Only the lines from the one containing "Could you please point out the farmhouse" through the end of the entries should be repeated, exactly as they appear, first and last included.

Region pointing data
-----
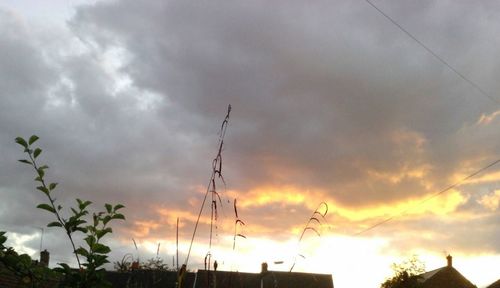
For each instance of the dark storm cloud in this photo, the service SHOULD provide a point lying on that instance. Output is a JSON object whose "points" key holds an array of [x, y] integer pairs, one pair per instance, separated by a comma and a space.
{"points": [[327, 96], [328, 83]]}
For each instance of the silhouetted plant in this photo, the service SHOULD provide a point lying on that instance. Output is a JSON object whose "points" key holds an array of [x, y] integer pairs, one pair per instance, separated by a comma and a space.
{"points": [[90, 273], [317, 218], [237, 223]]}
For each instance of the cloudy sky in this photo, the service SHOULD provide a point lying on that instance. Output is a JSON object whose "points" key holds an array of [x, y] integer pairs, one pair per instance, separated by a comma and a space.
{"points": [[331, 102]]}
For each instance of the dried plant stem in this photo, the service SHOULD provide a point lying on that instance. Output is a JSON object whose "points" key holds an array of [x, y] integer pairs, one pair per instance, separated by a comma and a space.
{"points": [[211, 189], [309, 227]]}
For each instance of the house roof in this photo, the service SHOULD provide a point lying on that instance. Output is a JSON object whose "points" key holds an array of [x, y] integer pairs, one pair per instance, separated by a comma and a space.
{"points": [[446, 277], [271, 279], [223, 279], [495, 284]]}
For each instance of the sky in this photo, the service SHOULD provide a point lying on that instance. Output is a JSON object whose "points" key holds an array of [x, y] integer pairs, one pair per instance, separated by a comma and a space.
{"points": [[331, 102]]}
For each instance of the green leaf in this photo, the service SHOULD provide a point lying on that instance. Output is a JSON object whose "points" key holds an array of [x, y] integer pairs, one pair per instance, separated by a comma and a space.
{"points": [[101, 233], [54, 224], [82, 251], [46, 207], [33, 138], [118, 206], [81, 229], [37, 152], [108, 207], [106, 219], [43, 189], [41, 173], [90, 240], [101, 249], [119, 216], [22, 142]]}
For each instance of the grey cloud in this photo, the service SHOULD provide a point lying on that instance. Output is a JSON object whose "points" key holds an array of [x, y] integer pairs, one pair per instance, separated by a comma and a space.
{"points": [[318, 93]]}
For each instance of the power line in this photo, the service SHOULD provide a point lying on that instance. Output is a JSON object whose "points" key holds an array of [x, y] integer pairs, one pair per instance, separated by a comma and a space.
{"points": [[429, 198], [472, 83]]}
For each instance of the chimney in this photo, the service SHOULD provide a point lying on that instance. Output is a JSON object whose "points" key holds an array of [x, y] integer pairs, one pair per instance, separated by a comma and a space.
{"points": [[263, 268], [44, 258]]}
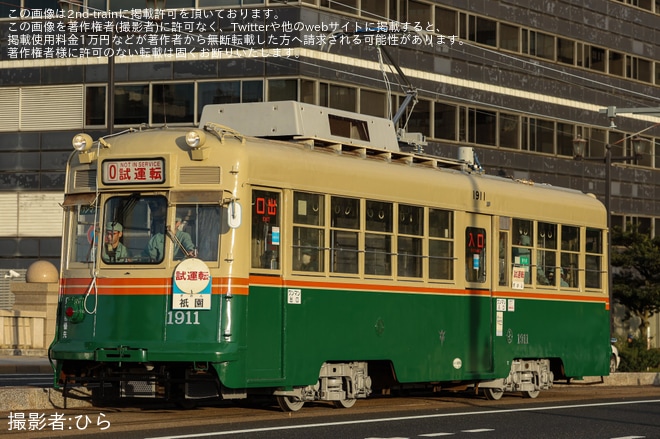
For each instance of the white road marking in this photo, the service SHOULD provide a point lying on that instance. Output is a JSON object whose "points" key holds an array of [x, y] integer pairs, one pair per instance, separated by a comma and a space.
{"points": [[401, 418]]}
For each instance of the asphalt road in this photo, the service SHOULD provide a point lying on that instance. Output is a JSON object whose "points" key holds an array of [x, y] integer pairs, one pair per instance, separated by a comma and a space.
{"points": [[575, 411]]}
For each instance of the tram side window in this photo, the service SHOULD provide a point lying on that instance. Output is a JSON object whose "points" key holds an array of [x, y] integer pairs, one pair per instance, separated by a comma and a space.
{"points": [[594, 259], [546, 263], [344, 227], [85, 234], [475, 254], [308, 232], [503, 265], [570, 253], [521, 248], [378, 238], [441, 244], [409, 241], [265, 229]]}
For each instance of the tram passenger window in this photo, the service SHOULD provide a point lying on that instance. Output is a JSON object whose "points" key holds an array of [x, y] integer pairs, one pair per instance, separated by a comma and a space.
{"points": [[546, 263], [441, 244], [344, 218], [409, 241], [378, 239], [594, 259], [570, 246], [85, 234], [156, 214], [265, 229], [308, 233], [521, 251], [503, 265]]}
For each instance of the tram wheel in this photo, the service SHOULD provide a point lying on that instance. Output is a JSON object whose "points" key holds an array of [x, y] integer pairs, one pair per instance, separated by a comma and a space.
{"points": [[493, 394], [288, 404]]}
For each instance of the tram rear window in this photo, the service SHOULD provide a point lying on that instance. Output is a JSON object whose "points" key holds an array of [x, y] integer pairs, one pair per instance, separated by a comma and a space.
{"points": [[349, 128]]}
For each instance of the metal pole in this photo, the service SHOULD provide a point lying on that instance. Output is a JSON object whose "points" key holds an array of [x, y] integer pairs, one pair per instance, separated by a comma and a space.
{"points": [[111, 82]]}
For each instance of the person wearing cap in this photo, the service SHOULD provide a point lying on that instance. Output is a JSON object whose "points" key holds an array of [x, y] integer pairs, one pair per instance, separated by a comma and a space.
{"points": [[113, 249], [183, 245], [563, 281], [308, 260]]}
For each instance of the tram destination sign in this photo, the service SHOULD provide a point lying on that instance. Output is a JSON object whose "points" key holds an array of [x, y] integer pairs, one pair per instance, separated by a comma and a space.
{"points": [[140, 171]]}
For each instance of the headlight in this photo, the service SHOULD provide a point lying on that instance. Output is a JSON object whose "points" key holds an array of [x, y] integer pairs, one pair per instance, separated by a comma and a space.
{"points": [[195, 138], [82, 142]]}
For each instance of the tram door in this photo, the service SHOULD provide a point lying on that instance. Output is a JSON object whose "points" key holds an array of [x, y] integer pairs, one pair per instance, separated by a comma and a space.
{"points": [[479, 249]]}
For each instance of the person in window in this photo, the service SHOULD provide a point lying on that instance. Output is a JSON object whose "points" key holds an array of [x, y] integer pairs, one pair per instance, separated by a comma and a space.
{"points": [[183, 245], [113, 249], [308, 260]]}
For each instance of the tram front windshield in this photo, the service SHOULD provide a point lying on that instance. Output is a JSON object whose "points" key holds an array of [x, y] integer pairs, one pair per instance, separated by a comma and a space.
{"points": [[142, 229]]}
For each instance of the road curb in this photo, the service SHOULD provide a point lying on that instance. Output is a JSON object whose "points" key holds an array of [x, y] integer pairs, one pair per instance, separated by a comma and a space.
{"points": [[28, 399]]}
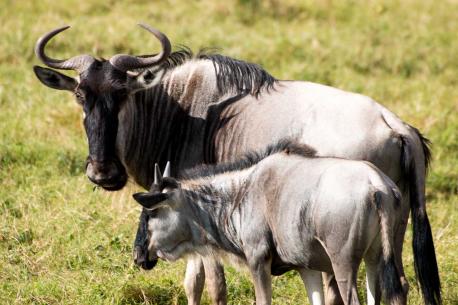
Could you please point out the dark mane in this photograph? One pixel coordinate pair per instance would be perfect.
(231, 74)
(249, 159)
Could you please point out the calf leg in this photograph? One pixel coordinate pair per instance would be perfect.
(372, 282)
(313, 284)
(194, 280)
(332, 294)
(216, 282)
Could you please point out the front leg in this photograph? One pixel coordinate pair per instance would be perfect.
(216, 282)
(260, 272)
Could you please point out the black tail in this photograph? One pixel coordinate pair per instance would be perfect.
(390, 278)
(391, 282)
(423, 246)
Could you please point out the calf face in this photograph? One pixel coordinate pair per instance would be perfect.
(164, 231)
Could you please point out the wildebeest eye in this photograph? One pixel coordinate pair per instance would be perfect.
(79, 97)
(148, 76)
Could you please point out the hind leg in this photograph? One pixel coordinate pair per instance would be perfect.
(399, 239)
(216, 282)
(332, 294)
(313, 284)
(194, 280)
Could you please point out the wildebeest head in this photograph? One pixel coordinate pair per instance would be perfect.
(102, 89)
(163, 231)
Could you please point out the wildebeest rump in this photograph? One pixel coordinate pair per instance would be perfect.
(212, 108)
(279, 210)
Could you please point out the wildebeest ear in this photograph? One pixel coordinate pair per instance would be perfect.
(54, 79)
(149, 200)
(144, 80)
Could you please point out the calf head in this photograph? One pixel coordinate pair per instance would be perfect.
(164, 230)
(102, 89)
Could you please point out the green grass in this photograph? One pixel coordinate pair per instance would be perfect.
(61, 242)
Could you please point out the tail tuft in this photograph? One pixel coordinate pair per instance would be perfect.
(423, 246)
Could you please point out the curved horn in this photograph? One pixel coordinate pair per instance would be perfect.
(78, 63)
(125, 62)
(167, 170)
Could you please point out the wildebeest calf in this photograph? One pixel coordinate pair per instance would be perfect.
(279, 210)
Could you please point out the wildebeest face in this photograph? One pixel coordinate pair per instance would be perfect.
(101, 91)
(164, 230)
(104, 86)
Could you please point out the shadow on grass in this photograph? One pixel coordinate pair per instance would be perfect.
(162, 294)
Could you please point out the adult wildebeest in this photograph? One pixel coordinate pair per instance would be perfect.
(282, 209)
(212, 108)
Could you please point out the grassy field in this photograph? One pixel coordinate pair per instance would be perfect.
(61, 242)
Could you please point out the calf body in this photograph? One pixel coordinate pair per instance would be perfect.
(283, 212)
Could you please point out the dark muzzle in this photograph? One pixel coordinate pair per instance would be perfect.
(142, 260)
(110, 174)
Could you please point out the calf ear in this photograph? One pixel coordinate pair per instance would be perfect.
(54, 79)
(151, 201)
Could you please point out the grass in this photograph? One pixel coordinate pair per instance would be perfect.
(61, 242)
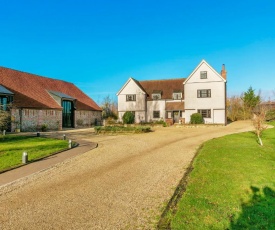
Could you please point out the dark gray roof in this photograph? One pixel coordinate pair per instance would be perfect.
(61, 95)
(3, 90)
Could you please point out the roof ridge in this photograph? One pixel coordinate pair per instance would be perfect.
(169, 79)
(34, 75)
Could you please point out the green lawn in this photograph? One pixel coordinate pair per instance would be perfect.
(12, 147)
(232, 185)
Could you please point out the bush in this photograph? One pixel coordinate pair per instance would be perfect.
(122, 129)
(196, 118)
(44, 128)
(128, 118)
(270, 115)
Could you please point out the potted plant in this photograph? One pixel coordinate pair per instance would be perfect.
(17, 126)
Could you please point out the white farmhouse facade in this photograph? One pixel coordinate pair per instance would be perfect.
(175, 100)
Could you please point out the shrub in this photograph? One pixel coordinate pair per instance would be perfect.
(122, 129)
(44, 128)
(79, 122)
(196, 118)
(161, 122)
(128, 117)
(270, 115)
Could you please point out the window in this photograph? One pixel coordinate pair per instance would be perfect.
(206, 113)
(204, 93)
(156, 96)
(5, 101)
(177, 96)
(131, 97)
(156, 114)
(203, 74)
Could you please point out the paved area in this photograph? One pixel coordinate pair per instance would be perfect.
(122, 184)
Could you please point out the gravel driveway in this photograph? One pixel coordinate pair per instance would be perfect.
(123, 184)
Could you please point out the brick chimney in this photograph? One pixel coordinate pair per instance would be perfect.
(223, 72)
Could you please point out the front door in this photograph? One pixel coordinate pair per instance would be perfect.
(67, 114)
(176, 116)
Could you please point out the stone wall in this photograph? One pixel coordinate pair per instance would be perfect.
(84, 118)
(32, 120)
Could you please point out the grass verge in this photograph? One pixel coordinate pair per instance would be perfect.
(231, 186)
(12, 147)
(122, 129)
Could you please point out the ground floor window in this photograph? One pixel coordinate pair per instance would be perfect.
(156, 114)
(206, 113)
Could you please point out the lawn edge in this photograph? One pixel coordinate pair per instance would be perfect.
(171, 207)
(74, 145)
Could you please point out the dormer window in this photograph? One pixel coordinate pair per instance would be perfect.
(130, 97)
(6, 98)
(177, 95)
(203, 74)
(156, 95)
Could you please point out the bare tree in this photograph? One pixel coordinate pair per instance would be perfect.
(259, 122)
(109, 108)
(4, 118)
(234, 106)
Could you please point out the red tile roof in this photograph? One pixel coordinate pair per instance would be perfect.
(174, 106)
(167, 87)
(31, 91)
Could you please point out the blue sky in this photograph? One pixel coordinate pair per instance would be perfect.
(98, 45)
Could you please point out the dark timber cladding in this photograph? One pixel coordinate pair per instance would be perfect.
(40, 101)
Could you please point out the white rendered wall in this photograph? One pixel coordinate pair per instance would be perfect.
(157, 105)
(216, 102)
(138, 105)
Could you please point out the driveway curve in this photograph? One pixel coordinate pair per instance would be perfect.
(123, 184)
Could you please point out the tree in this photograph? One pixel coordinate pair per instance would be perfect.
(250, 101)
(109, 108)
(259, 122)
(234, 106)
(128, 117)
(196, 118)
(4, 119)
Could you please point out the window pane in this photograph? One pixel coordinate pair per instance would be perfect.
(156, 114)
(204, 93)
(203, 74)
(130, 97)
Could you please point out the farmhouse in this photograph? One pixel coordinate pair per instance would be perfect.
(175, 100)
(36, 101)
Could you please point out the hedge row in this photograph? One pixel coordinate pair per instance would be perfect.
(122, 129)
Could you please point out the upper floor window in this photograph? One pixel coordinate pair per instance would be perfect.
-----
The answer —
Could you please point out the farmhouse in this photograph? One pixel coordinate pair per instance would be perfect.
(175, 100)
(36, 101)
Could you please point out the hedge row in this photograph? One pixel coordinate pair per instance would be perfect.
(122, 129)
Could you please point out the upper floor window in this photograph? One pixel coordinate pair per instance would be perfect.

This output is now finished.